_Instruction A_
In the notebook entry below, which numbered fragment does Davenport name as having half-visible imagery?

_Quoted passage_
-=-=-
Tuesday, September 11, 2012

Notebook (Guy Davenport, Anne Carson, &c.)


Anne Carson, c. 2010
(Photograph by Graeme Mitchell)

Doloroso ostinato. “Hedge-crickets sing.” That way the way goeth, squandered, absconded “with.” (My perennial need to jam a little, work up the vocabular goo, un-damp the morning’s ecclesiastical mixolydian . . . a way of making the fragments motile and prompt. “To slide on the ice of their gathering assemblage . . .”) Guy Davenport (out of the 1965 Sappho: Poems and Fragments):
My starting point was the poems and not the Greek language, my knowledge of which is functional rather than philological. I have followed no strict theory. My intention everywhere has been to suggest the tone of Sappho’s words. Had I not accepted as an outer limit to transposing meaning from Greek to English the rule that one must not tamper with grammatical integrity, I could justify, utterly beyond the pale of scholarship, taking the half visible imagery of Fragment 119, for example, and, using the multiple possibilities for what the torn words might have been in their wholeness, making such a poem as:
In yellow frock and yellow shawl,
Stole of topaz and peach-flower hat
Knit in your hair like a ring of stars,
In crocus sash and mulberry vest,
Sandals red as amber wine,
You stand in the orchard as
Delicate as the flowering trees.
-=-=-
_Extracted information_

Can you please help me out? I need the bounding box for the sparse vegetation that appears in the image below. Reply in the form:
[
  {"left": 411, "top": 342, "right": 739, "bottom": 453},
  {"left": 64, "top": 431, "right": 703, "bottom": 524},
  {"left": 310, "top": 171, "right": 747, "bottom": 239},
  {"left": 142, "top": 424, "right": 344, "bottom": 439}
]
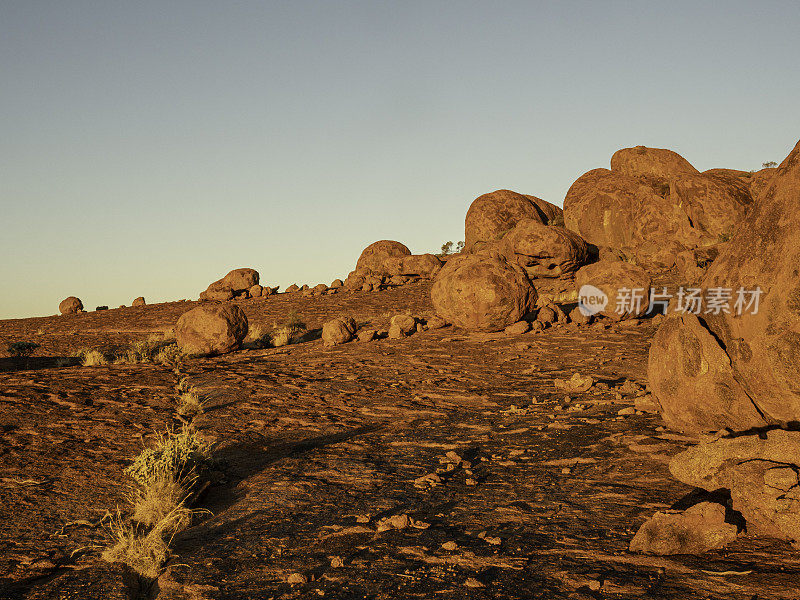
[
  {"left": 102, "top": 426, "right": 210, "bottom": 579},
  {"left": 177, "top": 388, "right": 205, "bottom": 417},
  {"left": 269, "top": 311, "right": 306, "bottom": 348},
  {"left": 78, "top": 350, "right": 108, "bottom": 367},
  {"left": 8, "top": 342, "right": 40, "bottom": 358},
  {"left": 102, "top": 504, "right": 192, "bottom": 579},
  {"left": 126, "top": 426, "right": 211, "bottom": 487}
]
-=-=-
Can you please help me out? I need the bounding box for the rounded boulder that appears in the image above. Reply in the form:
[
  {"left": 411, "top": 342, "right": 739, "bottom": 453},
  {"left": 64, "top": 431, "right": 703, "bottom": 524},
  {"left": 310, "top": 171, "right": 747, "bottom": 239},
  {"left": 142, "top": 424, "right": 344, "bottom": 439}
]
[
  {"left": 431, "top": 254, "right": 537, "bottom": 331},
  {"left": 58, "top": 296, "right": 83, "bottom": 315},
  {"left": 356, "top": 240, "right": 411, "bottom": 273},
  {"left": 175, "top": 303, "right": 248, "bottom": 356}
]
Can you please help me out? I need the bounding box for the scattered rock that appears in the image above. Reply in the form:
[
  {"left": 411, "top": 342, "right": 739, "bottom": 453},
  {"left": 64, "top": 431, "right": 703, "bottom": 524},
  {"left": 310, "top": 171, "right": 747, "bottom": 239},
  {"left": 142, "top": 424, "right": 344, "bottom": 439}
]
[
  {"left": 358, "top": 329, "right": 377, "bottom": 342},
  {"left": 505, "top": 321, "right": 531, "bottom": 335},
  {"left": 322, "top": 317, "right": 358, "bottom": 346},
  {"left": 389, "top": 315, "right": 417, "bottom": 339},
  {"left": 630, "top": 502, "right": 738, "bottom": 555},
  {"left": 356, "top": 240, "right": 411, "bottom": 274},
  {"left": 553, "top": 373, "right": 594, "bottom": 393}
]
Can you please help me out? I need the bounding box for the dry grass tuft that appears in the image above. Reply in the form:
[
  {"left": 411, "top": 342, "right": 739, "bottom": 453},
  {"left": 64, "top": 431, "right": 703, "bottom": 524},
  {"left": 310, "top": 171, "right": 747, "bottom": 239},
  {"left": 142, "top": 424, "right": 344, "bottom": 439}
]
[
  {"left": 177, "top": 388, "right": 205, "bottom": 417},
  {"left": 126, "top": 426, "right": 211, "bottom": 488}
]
-=-=-
_Instruction B_
Pick out each line of the records above that contains the word "please".

_Complete response A_
Fragment 119

_Complete response B_
Can you please help me out? I need the bounding box for the sparse vegetation that appears in the image below. Reply in the form:
Can you please help me out? I need the bounding box for the rounded boulder that appears in the image above. Reply in the form:
Can you please help me out? I need the bounding box for the scattered rock that appears in the image above. Reply in the form:
Can you please help me out? I need the bounding box for the dry grass tuft that appears in the image above. Reply in the form:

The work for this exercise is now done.